Tu objetivo: Prolonga el relato sobre Malú, la estudiante de la Rocinha durante la pandemia, a partir de su última oración.

Fragmento seleccionado:
□ □ □ □ □ □ □
Se pone los auriculares y empieza a escuchar el podcast de una clase de la facultad, perdida el día anterior por los altibajos de la conexión a Internet. La eterna espera del supermercado se ha hecho rutina y la lleva con resignación. Su atención se aleja cada tanto del audio. La invade el temor por su tío, que acaba de perder al padre en esta pandemia y ahora atraviesa días decisivos, a la espera de los resultados de su prueba. La acechan también los recuerdos del padre de su tío, cuando le sonreía al pasar por la playa en la que vendía polos helados. Poco tiempo transcurrió entre los primeros síntomas y la muerte: nadie lo pudo despedir.

Malú termina la compra justo a tiempo para subir el morro y entrar a la clase de metodología de la investigación. Es alumna de Ciencias Sociales en la mejor universidad privada de la ciudad: consiguió una beca para familias de bajos ingresos después de presentar una gran cantidad de documentos de los que nunca había siquiera oído hablar. Después vino la burocracia del pase libre de autobús, los trámites para poder almorzar en el comedor universitario y un primer año que no fue nada fácil. Nunca se sintió mayoría en el campus que transitan los hijos de la aristocracia carioca, pero encontró más estudiantes negras de las que esperaba y vecinos de la Rocinha que, como ella, desafiaban el destino familiar. Primera generación universitaria.

Los días de educación a distancia ponen más piedras en un camino ya sinuoso. Sin la biblioteca ni el centro de informática donde preparaba los trabajos, sin señal ni datos suficientes en el móvil para soportar la carga de clases por Zoom, logró que un vecino de la comunidad le prestara su pequeño ordenador portátil. Allí fue después de dejar las compras y tomar un café en su casa. Se sienta frente al ordenador prestado, abre la plataforma virtual y el profesor pregunta si lo escuchan bien. Malú responde que sí. La iglesia evangelista del otro lado de la calle ha suspendido las misas y la policía ha cesado con los operativos armados. Son días de silencio inusual en la favela.
□ □ □ □ □ □ □
[Datos de señalamiento de regiones]
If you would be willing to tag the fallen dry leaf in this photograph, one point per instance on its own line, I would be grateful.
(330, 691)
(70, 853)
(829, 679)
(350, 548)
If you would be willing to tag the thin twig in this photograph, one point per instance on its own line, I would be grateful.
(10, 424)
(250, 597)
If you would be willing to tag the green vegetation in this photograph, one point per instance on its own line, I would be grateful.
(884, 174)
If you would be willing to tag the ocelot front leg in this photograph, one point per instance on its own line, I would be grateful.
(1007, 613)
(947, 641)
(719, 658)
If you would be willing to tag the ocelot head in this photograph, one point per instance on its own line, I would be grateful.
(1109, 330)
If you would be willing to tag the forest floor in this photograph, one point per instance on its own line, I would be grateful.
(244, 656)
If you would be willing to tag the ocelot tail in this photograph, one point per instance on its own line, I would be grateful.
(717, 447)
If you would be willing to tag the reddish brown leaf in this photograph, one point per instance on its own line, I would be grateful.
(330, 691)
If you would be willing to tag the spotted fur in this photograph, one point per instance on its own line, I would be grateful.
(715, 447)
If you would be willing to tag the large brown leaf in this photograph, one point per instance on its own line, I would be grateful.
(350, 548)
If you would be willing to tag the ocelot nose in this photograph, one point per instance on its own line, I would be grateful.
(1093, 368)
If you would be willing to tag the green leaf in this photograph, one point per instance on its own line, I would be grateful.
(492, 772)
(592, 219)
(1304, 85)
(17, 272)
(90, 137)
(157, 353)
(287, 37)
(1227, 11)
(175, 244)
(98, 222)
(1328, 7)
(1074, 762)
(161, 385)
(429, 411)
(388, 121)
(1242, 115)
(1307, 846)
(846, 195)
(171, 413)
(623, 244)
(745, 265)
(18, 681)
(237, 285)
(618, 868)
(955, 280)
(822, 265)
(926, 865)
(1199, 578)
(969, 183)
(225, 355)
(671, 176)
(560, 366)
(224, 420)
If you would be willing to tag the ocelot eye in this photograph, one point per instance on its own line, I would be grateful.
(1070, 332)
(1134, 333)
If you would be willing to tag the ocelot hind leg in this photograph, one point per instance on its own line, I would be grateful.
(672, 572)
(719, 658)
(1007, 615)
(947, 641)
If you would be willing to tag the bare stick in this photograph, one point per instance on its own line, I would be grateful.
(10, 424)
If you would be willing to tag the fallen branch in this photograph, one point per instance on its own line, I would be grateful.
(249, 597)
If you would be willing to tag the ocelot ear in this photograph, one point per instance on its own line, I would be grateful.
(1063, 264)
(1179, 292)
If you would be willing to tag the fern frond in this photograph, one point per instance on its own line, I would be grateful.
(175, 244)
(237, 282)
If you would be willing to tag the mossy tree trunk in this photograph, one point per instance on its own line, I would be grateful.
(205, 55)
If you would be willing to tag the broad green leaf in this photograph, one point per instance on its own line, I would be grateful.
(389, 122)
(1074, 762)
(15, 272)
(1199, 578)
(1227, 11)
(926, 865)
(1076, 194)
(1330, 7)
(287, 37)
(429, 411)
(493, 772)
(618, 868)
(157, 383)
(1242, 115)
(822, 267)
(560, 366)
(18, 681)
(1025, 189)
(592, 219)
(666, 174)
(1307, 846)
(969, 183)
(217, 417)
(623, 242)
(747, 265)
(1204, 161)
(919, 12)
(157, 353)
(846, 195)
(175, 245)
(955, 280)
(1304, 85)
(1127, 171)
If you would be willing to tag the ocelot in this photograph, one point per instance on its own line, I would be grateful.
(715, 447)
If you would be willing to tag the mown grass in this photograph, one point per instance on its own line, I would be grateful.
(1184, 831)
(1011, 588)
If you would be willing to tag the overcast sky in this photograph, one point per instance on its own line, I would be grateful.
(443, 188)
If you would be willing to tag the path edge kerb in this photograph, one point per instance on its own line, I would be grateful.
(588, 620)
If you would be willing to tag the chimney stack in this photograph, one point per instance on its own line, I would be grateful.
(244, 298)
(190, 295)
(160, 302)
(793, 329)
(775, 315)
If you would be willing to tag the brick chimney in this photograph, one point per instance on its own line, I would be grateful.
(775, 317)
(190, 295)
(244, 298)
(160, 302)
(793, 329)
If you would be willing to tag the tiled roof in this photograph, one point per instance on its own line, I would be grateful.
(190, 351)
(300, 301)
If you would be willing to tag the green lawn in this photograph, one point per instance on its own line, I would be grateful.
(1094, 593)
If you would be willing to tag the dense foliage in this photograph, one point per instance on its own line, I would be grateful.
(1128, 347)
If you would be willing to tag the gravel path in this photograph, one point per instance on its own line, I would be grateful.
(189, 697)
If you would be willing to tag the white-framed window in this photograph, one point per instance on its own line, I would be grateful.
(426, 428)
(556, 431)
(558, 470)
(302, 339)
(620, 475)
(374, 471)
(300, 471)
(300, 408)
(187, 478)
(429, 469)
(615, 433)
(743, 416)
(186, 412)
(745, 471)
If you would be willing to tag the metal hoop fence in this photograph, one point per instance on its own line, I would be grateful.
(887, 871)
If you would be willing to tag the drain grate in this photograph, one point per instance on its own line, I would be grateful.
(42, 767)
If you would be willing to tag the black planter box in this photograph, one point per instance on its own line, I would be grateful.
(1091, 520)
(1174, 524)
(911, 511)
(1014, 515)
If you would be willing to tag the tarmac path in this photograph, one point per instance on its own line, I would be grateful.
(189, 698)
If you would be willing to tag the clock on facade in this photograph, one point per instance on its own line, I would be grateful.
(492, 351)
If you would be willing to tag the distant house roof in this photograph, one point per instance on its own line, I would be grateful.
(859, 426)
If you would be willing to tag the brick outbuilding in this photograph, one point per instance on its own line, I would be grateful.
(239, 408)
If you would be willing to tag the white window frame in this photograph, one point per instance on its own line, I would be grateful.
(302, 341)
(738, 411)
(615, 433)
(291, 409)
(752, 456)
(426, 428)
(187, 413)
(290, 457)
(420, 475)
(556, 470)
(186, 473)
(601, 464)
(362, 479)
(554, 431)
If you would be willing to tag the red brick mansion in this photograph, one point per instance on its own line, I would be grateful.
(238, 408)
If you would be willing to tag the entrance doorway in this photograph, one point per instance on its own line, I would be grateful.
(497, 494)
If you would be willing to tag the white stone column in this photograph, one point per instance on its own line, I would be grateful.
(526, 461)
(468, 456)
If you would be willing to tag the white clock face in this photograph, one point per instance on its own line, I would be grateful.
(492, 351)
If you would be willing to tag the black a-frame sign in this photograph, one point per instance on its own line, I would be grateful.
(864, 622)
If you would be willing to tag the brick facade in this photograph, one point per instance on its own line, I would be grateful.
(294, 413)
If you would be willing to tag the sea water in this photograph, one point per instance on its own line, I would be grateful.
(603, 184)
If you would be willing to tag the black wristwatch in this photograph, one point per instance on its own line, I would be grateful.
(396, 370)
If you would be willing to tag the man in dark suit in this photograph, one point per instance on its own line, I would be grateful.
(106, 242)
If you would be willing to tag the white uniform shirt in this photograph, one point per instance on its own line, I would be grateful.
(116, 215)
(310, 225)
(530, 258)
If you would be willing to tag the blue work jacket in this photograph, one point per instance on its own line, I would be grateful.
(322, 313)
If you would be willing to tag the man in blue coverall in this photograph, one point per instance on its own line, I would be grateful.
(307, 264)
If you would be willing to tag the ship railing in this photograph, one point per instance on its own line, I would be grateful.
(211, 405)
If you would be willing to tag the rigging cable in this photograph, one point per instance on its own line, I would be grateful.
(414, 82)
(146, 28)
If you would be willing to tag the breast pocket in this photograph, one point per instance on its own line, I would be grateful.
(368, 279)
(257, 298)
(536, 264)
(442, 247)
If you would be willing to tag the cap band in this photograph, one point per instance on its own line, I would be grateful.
□ □ □ □ □ □ □
Respuesta:
La madre de Malú es una de las tantas empleadas de casas particulares de Rocinha que trabajan en departamentos y casas de Barra da Tijuca, región de clase media alta y nuevos ricos carioca. En uno de sus numerosos barrios cerrados tiene su casa el clan Bolsonaro y, a pocos metros, vivía el sicario de Marielle Franco.

La cuarentena no vale para el servicio doméstico, y la madre de Malú no fue la excepción, pese a que el patriarca de la familia que la emplea siguió viajando a Portugal por negocios hasta que los europeos lo prohibieron. A las habituales tareas de limpieza se le sumaron otras que transfieren el riesgo de las aglomeraciones de la familia a la empleada doméstica: buscar el correo, abrirle la puerta al repartidor, llevar a la manada de Shih Tzu a la peluquería canina y hacer compras en el supermercado. Más tiempo de trabajo, la misma remuneración de siempre. Cada vez que, exhausta, se despide hasta el día siguiente, la patrona le repite que, por favor, se cuide y cuide a los suyos, que son como parte de la familia.

El padre de Malú, hijo de migrantes del nordeste brasileño, trabaja como portero en un edificio de Leblon donde, dice, viven algunos actores de Globo. La mayor parte de los vecinos son gente en “edad de riesgo”. Pocos han resignado las caminatas diarias en la playa, pero la rutina de cenas en restaurantes del barrio se transformaron en un desfile interminable de entregas a domicilio, que el padre de Malú recibe con su mascarilla que raramente le cubre la nariz. Su hijo, el hermano mayor de Malú, perdió el empleo como lavaplatos en un hotel de Copacabana y entró en ese enjambre de ciclistas que recorren Río de Janeiro con mochila de Rappi.

Por su ubicación a las puertas de la burguesa zona sur de la ciudad, el morro de Rocinha aporta un ejército de jóvenes a la industria del delivery, que solo crece con la intensificación de la crisis. La mayoría carece de bicicletas propias y al poco ingreso de las entregas le resta el valor del alquiler de las bicicletas que, por veinte reales (3 euros) al mes, le ofrece el sistema patrocinado por el banco Itaú. La misma entidad bancaria que, desde el golpe de 2016, mientras las favelas enfrentan rebrotes salvajes de desempleo, hambre y violencia policial, batió todos los récords de ganancia. El mayor banco privado del país, en 2018, batió el umbral del lucro líquido más alto de la historia financiera de Brasil (25.000 millones de reales, más de 4.000 millones de euros) y en 2019 superó su propia marca (26.500 millones de reales).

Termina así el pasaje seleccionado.